Directions for this task =>
Find "I bet you can't find the riverbank" in the data below; transcribe the line it appears on and each line after it, exactly, to the end, and nothing else.

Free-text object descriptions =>
- - - - - - -
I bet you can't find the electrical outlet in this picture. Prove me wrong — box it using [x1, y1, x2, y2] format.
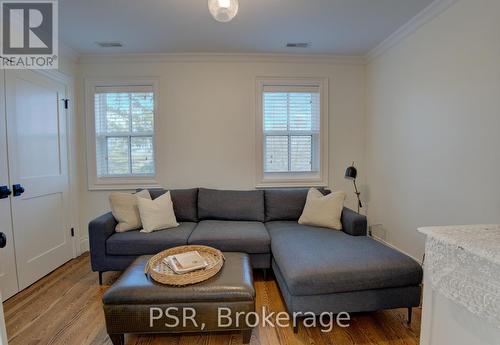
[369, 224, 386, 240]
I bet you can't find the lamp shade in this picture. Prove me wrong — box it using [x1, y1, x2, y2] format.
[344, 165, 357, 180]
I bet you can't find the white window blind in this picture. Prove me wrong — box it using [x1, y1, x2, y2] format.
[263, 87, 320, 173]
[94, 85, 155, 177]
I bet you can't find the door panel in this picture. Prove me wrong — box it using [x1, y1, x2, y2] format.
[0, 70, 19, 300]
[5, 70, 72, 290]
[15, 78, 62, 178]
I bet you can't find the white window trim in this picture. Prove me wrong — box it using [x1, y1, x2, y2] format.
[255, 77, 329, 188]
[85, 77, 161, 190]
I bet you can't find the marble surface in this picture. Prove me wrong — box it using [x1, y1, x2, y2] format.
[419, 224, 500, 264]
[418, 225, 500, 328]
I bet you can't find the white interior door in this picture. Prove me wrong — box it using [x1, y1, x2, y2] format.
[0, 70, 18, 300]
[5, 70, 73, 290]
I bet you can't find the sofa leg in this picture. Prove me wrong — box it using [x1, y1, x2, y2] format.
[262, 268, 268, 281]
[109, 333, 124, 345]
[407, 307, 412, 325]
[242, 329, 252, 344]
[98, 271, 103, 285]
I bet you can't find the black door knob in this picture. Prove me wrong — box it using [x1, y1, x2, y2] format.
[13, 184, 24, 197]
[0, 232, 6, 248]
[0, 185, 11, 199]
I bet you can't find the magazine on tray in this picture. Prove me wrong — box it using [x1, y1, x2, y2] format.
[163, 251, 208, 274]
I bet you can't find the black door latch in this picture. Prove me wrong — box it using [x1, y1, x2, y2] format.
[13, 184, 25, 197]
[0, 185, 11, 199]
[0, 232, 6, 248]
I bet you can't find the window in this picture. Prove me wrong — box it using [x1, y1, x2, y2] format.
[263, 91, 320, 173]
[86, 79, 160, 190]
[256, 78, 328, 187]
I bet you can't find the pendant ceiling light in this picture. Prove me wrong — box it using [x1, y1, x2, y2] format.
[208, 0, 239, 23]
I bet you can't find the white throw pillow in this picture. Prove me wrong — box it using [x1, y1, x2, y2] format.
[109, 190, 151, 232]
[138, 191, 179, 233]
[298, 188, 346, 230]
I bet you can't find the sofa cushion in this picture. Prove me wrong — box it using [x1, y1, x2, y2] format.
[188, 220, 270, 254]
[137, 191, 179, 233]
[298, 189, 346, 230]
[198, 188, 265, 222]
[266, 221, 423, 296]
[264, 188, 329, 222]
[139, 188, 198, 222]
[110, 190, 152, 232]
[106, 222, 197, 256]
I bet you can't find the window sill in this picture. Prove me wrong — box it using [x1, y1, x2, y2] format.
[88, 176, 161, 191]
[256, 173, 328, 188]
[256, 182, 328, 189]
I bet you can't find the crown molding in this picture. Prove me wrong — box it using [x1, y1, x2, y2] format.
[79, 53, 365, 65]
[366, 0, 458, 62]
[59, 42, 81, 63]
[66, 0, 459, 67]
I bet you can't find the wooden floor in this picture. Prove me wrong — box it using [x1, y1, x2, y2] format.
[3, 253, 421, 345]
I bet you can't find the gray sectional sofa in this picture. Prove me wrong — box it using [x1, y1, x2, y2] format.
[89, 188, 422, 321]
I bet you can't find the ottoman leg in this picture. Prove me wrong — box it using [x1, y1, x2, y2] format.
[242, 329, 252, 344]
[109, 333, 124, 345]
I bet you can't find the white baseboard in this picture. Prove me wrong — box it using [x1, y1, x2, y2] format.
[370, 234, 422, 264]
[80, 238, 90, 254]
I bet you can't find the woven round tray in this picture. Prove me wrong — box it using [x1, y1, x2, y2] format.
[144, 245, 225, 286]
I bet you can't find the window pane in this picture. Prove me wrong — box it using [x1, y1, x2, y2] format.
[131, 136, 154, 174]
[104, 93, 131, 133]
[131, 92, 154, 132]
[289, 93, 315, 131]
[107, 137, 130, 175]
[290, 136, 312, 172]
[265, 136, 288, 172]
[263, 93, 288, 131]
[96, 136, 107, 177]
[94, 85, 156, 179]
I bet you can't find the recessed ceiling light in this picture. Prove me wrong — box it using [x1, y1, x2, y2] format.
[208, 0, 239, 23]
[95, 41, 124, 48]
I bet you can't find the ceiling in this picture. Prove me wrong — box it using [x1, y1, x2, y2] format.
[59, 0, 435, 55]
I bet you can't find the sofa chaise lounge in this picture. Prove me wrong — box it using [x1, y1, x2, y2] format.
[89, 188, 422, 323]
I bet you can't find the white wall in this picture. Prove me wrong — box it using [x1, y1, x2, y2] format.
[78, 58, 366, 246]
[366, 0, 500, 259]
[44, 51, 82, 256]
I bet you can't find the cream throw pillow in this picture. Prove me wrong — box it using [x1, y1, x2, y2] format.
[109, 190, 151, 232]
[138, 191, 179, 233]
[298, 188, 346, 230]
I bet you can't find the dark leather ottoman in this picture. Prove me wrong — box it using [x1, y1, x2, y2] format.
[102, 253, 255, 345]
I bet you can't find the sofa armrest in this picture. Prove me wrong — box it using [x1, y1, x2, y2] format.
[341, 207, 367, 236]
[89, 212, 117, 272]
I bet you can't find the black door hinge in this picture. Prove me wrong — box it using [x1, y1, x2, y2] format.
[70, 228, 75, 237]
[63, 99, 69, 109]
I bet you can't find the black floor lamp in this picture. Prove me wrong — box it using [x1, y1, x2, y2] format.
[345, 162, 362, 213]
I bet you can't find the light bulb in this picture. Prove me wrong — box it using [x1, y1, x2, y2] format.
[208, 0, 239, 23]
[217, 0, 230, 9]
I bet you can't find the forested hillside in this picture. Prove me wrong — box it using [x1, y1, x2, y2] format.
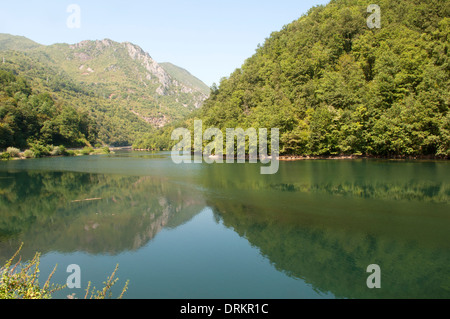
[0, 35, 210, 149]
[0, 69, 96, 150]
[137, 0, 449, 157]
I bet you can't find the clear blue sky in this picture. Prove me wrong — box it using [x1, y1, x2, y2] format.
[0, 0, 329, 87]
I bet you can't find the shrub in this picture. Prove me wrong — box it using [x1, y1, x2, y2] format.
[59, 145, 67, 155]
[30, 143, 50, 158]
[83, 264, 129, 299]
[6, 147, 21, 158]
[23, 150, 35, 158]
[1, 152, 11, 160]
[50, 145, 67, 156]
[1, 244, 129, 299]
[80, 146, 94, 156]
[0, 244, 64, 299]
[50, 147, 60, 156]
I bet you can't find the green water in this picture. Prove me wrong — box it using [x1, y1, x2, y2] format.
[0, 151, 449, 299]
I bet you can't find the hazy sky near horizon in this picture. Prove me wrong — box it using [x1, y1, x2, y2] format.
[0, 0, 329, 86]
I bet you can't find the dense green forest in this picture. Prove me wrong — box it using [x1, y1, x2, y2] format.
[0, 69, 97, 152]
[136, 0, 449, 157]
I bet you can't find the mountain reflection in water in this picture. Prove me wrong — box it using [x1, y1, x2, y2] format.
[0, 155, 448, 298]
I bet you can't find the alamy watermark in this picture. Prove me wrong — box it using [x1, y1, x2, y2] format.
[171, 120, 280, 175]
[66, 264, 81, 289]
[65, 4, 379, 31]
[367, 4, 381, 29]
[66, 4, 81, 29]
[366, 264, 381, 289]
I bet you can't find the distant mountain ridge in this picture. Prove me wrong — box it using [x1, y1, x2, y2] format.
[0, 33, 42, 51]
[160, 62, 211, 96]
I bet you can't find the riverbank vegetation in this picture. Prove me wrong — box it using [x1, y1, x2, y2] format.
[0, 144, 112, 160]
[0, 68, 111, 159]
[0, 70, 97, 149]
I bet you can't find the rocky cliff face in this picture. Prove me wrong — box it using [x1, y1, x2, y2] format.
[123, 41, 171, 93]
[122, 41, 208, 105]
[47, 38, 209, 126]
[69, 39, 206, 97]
- - - - - - -
Result =>
I bet you can't find the riverbank vegetation in this picture. Prove me wrong — box it using [x1, y1, x2, y2] format.
[0, 144, 112, 160]
[0, 68, 111, 159]
[0, 70, 97, 149]
I bet you can't find the rocky cliff face in this picture. Prove me wrong — box it using [x1, y1, x2, y2] format.
[123, 41, 171, 93]
[122, 41, 208, 105]
[47, 38, 209, 126]
[69, 39, 206, 97]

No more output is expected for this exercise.